--- TASK DETAILS ---
Repeat the records below, swapping each "instance" for "occurrence" and leaving everything else unchanged.

>>>>>

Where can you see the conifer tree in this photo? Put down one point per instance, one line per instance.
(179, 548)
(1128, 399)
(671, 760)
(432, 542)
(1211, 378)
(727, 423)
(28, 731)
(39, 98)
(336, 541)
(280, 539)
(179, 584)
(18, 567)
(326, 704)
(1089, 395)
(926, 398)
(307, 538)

<<<<<

--- RESULT OF THE EXERCISE ---
Where can you see the conifer tree in this photo? Put down one point per occurrence, one line per occurrence.
(179, 548)
(1128, 399)
(671, 760)
(432, 542)
(1211, 378)
(727, 423)
(28, 731)
(39, 98)
(336, 541)
(280, 539)
(179, 584)
(18, 567)
(326, 704)
(1089, 395)
(926, 398)
(307, 538)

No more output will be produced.